> **Extract to read**:
(begin)
The bill outlines the conduct of the President, on and before January 6, in instilling distrust in conservatives. It mentions his January 2 phone call
with Georgia Secretary of State Brad Raffensberger, in which he urged Raffensberger to “find” enough votes to overturn the election, his incendiary D.C. rally, and his failure to respond on January 6.
The bill concludes, “Donald John Trump thus warrants impeachment and trial, removal from office, and disqualification to hold and enjoy any office of honor, trust, or profit under the United States.”
Late Tuesday night, Speaker of the House Nancy Pelosi (D-CA 12th) announced the Impeachment management team. Most notably, it included Representative Jamie Raskin (D-MD 8th) as lead manager, brother of former HUD Secretary and Democratic Presidential Candidate Julian Castro, Representative Juaquin Castro (D-TX 20th), former presidential candidate Eric Swalwell (D-CA 15th), and Representatives Diana DeGette and Joe Negguse of Colorado as managers.
On Tuesday, January 12, the House Judiciary Committee released a report that argued that the President posed an “imminent threat” and that “his continued presence in office is a clear and present danger to the United States.”
(end)
> **Written exercise 1**:
In the impeachment article, reproduce the passage between "The bill outlines" and "on January 6.", inclusive, but swap "January 6" for "the sixth of January".
> **Written exercise 2**:
Answer these questions from the impeachment article:
(a) Who was named lead manager of the Impeachment management team?
(b) On what date did the House Judiciary Committee release its report?
(c) Which two representatives from Colorado were named as managers?

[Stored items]
(begin)
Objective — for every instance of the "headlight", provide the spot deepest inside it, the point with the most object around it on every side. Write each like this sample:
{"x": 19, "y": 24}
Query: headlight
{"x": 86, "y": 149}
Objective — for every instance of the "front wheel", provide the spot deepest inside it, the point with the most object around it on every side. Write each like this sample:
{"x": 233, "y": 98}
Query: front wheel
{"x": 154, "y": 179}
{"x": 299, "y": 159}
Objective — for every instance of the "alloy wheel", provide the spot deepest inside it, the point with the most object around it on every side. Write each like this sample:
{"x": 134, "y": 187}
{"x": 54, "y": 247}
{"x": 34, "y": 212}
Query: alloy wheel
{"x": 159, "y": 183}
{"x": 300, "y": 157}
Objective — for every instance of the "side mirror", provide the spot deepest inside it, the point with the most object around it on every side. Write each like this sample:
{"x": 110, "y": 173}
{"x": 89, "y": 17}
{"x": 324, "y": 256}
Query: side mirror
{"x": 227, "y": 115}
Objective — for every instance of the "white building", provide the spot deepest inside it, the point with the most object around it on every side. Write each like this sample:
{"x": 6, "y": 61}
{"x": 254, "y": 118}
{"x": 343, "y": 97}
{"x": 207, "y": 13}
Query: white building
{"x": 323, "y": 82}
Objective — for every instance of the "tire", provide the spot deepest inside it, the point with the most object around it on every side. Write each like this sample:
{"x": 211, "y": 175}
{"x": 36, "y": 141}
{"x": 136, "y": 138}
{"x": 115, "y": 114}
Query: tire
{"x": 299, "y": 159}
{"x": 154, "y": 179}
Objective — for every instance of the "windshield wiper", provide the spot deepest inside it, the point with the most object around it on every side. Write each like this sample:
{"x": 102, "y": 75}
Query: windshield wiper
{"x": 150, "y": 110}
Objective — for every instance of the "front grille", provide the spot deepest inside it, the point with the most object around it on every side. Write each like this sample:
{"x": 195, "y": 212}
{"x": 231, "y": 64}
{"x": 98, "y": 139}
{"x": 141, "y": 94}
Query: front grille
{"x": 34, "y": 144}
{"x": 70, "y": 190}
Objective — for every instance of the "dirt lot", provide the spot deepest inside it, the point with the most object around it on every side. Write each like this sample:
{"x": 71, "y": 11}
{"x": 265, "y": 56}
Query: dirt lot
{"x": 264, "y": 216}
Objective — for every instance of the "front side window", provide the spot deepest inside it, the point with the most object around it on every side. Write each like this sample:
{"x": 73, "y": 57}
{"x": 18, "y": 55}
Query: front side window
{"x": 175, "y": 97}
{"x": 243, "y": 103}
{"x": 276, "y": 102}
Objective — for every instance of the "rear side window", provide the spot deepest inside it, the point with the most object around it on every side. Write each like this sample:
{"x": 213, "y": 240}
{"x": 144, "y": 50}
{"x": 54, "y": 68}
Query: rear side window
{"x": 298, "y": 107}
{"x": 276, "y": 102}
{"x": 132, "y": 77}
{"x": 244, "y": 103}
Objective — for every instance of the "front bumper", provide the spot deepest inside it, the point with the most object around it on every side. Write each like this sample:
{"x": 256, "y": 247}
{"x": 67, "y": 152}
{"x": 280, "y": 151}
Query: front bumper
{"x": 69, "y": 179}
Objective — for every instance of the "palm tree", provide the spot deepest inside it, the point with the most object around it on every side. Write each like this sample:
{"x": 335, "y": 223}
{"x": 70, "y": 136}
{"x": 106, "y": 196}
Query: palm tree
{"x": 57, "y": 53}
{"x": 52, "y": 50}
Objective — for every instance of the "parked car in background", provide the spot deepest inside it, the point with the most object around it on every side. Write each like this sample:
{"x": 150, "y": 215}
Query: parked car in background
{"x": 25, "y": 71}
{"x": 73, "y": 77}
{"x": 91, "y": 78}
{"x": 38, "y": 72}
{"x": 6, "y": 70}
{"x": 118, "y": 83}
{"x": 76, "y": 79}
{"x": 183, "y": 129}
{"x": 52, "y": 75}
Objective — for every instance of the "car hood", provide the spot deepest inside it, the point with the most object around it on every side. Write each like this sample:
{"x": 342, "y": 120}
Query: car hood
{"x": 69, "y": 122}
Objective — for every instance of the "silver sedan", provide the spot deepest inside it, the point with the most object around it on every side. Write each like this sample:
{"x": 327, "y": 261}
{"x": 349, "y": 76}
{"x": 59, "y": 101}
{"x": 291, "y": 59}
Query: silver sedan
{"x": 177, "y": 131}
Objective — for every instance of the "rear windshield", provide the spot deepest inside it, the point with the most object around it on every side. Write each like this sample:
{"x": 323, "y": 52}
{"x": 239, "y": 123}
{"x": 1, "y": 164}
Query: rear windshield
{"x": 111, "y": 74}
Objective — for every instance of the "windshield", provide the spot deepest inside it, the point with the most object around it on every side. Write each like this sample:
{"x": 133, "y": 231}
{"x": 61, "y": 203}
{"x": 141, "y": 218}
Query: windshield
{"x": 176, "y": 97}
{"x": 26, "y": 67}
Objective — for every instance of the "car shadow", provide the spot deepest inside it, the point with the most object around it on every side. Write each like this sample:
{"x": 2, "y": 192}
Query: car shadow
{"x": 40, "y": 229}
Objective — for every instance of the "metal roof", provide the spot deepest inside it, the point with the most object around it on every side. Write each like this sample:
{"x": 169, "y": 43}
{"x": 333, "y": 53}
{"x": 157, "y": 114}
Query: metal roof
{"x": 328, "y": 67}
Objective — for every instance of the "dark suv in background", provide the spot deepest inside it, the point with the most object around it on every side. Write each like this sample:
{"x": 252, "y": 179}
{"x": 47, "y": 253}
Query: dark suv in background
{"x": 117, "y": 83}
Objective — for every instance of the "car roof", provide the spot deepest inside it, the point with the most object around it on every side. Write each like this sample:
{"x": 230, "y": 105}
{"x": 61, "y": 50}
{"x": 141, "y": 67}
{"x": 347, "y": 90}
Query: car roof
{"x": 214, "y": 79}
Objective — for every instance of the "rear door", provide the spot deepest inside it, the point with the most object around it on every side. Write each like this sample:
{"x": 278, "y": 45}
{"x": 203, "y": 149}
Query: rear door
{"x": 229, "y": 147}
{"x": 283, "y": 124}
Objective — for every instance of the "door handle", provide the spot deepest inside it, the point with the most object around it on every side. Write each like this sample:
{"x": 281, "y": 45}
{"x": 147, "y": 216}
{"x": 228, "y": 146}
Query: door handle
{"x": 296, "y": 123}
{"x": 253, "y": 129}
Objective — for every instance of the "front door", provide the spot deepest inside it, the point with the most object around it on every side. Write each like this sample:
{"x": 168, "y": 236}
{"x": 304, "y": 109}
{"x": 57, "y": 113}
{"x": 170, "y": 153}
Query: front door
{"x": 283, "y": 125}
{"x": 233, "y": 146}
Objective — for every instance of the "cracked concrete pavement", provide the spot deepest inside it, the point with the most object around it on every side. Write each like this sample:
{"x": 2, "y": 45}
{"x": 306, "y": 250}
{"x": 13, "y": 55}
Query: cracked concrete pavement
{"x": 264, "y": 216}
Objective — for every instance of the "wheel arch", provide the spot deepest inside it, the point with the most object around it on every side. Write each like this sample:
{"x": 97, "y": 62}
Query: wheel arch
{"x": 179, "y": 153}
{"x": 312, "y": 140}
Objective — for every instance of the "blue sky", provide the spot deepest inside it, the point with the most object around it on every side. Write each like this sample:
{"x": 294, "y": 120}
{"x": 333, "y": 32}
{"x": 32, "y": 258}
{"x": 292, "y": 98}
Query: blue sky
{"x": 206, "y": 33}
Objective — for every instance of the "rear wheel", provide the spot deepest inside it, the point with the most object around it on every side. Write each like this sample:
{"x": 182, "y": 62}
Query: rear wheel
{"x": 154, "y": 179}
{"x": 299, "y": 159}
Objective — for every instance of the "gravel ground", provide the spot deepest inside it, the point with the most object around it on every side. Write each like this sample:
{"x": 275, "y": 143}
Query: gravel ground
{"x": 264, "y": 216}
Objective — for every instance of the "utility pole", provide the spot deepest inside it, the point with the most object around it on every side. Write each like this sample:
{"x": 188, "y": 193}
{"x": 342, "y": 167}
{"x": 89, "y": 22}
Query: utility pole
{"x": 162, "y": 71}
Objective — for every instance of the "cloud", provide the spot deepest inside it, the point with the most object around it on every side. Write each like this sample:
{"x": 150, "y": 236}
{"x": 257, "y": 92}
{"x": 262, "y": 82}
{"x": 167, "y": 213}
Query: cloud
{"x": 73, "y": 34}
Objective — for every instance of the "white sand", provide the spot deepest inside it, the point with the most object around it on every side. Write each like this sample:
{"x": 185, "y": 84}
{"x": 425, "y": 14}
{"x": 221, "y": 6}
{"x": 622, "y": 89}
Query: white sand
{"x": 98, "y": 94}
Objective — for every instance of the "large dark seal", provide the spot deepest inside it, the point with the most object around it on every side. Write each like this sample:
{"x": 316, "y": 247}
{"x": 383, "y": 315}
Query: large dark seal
(end)
> **Written solution 1**:
The bill outlines the conduct of the President, on and before the sixth of January, in instilling distrust in conservatives. It mentions his January 2 phone call
with Georgia Secretary of State Brad Raffensberger, in which he urged Raffensberger to “find” enough votes to overturn the election, his incendiary D.C. rally, and his failure to respond on the sixth of January.

> **Written solution 2**:
(a) Representative Jamie Raskin (D-MD 8th)
(b) Tuesday, January 12
(c) Diana DeGette and Joe Negguse